The present paper is motivated also by the fact that, unknown to Western scholasticism, a complete and independent verification of Notovitch's findings occurred some thirty years after Notovitch's Asian trek. Indirect verifications have occurred more recently.

I. The Primary "Lost" Years Evidence

The "lost" years refer to the years of Jesus' youth from an age of about 12 until his Palestinian ministry commenced. That these years were spent in India is a rather well known story, as it was debunked, following Müller, by Goodspeed in 1931 and again by Beskow in 1983.5 To review the matter briefly, an unusual circumstance on his travels in 1887 allowed Notovitch the opportunity to gain the attention and confidence of the head lama within the Buddhist monastery at Himis. He had earlier on his Asian travels heard that some verses about Isa existed within that monastery, but he was unable to persuade the lama to show them to him and his translator. Soon after departing, however, his horse stumbled, pitching him to the ground and fracturing his leg. He requested his travel party to take him back to the monastery for aid, and there during a stay of several days and with his leg in a splint he gained the confidence of the chief lama who read the Isa verses, in Tibetan, to him and his translator, who apparently wrote them down in French.6 He was told that their earlier source had been written in Pali.

Directions:
According to the excerpt on the "lost" years, in what language was the earlier source of the Isa verses written?

[Excerpts from a point labeling dataset]
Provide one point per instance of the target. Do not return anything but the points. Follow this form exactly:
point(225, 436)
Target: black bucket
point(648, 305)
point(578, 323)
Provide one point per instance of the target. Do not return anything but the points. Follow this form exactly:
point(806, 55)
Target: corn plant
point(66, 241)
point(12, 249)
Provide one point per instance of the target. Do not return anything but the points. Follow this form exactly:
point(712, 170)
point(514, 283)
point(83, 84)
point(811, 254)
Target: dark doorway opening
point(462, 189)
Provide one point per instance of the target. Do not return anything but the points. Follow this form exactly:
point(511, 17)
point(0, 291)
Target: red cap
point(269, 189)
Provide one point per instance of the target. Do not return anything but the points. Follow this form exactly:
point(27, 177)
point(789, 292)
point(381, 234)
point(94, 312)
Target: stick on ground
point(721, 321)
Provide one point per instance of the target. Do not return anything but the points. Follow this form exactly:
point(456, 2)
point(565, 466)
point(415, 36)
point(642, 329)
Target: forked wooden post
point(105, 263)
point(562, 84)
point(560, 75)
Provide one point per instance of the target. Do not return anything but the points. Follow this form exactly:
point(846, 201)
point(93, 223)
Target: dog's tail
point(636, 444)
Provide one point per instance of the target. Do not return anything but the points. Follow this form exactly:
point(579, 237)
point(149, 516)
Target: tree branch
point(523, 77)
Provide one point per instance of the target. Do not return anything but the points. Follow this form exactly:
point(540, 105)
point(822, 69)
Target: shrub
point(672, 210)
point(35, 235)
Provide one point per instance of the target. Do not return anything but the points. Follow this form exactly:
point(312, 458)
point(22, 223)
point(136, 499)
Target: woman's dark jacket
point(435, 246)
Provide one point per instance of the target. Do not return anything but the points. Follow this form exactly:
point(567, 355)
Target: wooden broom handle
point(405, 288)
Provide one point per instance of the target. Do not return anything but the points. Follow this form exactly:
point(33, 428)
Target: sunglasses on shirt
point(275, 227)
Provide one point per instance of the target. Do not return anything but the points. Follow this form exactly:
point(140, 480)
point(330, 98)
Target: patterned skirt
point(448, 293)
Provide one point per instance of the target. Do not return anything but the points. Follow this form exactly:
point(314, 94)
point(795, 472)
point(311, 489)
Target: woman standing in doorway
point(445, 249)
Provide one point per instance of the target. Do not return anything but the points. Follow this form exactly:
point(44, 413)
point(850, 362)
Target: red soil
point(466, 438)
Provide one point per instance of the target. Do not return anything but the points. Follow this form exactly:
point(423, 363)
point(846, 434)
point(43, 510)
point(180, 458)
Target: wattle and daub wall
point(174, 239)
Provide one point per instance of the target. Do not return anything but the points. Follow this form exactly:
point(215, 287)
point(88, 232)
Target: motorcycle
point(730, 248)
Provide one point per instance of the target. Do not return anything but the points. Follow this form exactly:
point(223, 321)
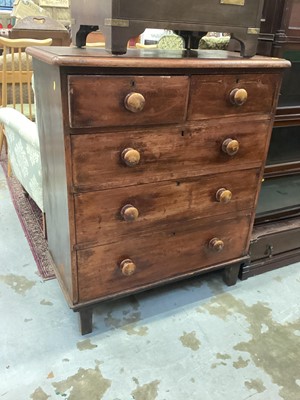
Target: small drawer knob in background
point(134, 102)
point(230, 146)
point(129, 213)
point(238, 97)
point(216, 245)
point(130, 157)
point(224, 196)
point(127, 267)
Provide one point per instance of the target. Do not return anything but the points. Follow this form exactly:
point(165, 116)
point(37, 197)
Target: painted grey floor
point(194, 340)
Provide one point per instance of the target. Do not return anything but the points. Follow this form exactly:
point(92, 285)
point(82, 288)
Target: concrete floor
point(194, 340)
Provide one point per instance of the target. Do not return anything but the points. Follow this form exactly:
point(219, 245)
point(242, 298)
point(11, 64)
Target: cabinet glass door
point(279, 197)
point(284, 146)
point(290, 88)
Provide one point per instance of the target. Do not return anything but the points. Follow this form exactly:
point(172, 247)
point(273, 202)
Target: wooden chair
point(15, 77)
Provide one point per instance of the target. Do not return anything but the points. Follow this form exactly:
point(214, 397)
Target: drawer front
point(113, 215)
point(166, 153)
point(96, 101)
point(275, 243)
point(159, 256)
point(215, 95)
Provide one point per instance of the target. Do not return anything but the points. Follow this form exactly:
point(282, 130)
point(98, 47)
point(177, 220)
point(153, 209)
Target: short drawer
point(223, 95)
point(103, 271)
point(100, 161)
point(96, 101)
point(113, 215)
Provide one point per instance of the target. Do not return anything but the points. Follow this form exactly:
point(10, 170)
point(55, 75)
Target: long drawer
point(96, 101)
point(159, 256)
point(99, 160)
point(109, 216)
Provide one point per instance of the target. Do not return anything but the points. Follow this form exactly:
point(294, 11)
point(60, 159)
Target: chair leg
point(44, 226)
point(8, 168)
point(2, 139)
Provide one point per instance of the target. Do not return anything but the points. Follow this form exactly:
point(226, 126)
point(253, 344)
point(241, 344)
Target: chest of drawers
point(151, 165)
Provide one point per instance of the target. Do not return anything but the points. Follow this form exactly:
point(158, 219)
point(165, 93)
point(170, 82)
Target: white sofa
point(24, 152)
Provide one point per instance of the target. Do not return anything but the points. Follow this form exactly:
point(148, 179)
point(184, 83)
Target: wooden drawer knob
point(216, 245)
point(134, 102)
point(223, 196)
point(238, 97)
point(131, 157)
point(230, 146)
point(128, 267)
point(129, 213)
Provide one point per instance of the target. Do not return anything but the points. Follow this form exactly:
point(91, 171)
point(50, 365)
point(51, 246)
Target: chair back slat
point(16, 74)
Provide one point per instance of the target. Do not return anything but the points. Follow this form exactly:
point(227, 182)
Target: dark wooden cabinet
point(276, 233)
point(151, 165)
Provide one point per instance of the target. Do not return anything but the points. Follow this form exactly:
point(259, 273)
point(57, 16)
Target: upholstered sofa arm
point(16, 121)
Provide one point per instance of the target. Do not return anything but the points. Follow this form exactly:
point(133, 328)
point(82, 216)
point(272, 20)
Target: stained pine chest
point(152, 165)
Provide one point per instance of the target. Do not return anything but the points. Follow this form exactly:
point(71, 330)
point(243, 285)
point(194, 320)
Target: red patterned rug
point(30, 217)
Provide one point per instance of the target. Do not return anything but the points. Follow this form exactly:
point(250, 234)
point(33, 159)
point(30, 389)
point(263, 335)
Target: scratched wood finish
point(165, 100)
point(210, 95)
point(167, 153)
point(168, 253)
point(99, 221)
point(183, 119)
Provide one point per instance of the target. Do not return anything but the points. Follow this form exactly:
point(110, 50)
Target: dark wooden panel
point(98, 214)
point(210, 95)
point(274, 238)
point(169, 153)
point(97, 101)
point(163, 255)
point(55, 156)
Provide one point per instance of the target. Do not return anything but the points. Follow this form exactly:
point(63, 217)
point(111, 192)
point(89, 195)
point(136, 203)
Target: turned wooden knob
point(131, 157)
point(238, 97)
point(230, 146)
point(134, 102)
point(216, 245)
point(128, 267)
point(223, 196)
point(129, 213)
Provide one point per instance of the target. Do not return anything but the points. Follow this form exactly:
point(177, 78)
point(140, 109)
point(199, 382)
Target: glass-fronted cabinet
point(276, 235)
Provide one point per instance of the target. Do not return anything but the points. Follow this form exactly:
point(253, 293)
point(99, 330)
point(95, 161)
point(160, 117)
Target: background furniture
point(276, 234)
point(24, 152)
point(17, 113)
point(41, 28)
point(151, 166)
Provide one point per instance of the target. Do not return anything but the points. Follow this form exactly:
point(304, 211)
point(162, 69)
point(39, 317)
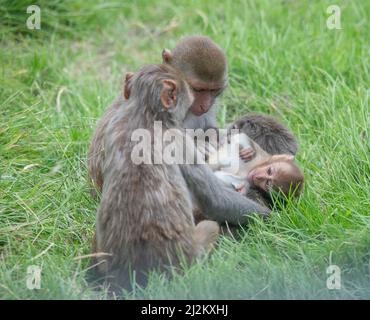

Result:
Pali